■ **WHAT TO WORK ON**: Starting at the line containing "girl in white" and continuing through the end of the entries, copy every line, shifting each coordinate pair by adding 91 to both numbers and leaving all other text unchanged.

Location identification items:
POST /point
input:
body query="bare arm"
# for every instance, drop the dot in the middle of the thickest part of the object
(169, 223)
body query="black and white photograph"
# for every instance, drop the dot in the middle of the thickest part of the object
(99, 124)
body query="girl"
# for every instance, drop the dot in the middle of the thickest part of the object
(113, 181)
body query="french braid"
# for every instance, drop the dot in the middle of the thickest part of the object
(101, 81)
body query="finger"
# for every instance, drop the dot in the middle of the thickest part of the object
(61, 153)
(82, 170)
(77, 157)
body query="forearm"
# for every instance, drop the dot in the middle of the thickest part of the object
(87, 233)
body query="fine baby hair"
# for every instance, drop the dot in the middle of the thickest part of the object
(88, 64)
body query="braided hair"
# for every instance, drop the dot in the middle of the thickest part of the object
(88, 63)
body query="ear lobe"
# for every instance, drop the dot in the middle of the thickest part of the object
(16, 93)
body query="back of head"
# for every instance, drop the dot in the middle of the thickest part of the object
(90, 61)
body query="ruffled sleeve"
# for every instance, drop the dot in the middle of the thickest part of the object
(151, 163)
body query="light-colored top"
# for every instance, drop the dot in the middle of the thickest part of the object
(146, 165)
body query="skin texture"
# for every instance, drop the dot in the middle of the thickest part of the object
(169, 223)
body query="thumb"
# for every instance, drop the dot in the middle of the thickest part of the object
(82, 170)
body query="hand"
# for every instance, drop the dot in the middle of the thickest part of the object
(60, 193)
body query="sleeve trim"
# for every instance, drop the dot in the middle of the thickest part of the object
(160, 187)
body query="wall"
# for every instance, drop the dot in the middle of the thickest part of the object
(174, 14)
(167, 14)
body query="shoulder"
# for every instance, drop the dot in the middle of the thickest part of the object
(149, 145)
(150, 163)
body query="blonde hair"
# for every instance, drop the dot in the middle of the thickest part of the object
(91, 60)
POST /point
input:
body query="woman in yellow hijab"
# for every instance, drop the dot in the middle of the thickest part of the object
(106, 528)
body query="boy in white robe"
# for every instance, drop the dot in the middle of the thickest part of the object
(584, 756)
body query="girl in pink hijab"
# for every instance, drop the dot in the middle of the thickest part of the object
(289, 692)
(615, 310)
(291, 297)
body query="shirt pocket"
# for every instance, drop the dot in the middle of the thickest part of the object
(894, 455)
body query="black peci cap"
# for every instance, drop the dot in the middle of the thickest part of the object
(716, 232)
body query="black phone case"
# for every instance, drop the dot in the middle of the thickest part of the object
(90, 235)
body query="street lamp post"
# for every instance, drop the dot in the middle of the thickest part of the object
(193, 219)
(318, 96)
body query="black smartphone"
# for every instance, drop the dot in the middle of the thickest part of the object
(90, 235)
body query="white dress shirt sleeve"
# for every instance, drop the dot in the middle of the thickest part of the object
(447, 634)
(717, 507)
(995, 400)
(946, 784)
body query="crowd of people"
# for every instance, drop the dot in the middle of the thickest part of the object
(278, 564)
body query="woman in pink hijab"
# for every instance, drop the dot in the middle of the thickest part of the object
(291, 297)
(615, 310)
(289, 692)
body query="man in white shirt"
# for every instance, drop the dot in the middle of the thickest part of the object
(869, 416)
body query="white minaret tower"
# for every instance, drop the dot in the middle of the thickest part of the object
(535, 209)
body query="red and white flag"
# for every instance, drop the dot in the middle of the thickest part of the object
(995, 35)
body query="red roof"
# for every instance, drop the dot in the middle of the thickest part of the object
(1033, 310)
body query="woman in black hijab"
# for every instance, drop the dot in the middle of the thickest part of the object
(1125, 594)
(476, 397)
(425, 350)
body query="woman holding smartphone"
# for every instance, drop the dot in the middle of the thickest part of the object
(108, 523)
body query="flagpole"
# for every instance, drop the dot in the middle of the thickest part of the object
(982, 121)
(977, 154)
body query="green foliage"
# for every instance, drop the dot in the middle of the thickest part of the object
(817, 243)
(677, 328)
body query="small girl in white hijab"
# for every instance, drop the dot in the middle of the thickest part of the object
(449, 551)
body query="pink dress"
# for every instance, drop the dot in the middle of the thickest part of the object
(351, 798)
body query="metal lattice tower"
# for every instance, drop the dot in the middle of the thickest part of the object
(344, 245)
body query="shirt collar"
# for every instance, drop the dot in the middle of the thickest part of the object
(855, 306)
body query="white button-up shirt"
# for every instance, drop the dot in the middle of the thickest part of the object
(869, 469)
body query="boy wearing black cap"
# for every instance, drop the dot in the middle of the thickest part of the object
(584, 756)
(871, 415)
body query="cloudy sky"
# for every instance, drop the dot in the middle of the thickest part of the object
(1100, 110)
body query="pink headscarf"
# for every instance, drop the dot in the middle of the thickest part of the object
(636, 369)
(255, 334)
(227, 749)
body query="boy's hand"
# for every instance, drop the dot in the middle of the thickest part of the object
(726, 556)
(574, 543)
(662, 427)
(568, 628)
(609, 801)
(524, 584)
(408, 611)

■ **TASK SOLUTION**:
body query="small girl in white hijab"
# for every instance, drop the dot in the middle of the thickest part of the object
(540, 642)
body query="pink dress"
# for every instance, drop the dot in the middle of the thickest part of the object
(442, 889)
body query="metal lattice tower"
# for every instance, drop the dot in the middle of the thickest part of the object
(435, 336)
body query="shirt collar"
# for every instance, drop the dot in the middle of the thickest part of the object
(946, 397)
body query="white button-up shirt"
# for every instance, drop the dot in the middle of the thickest part of the object
(960, 560)
body query="boy wearing black cap"
# for every instance, drop the dot in the middle of the thickest part of the object
(675, 847)
(962, 506)
body query="cloudy sky"
# for every instance, drop the dot in the middle of the thickest part of the object
(1191, 201)
body query="pink headscarf"
# for every instance, drop the dot in the middle of the thickest part of the object
(727, 460)
(346, 425)
(318, 840)
body query="boy's hand"
# for every instance, drop the dot in the middle of the thickest part of the object
(817, 647)
(665, 634)
(753, 518)
(659, 719)
(700, 892)
(615, 675)
(499, 702)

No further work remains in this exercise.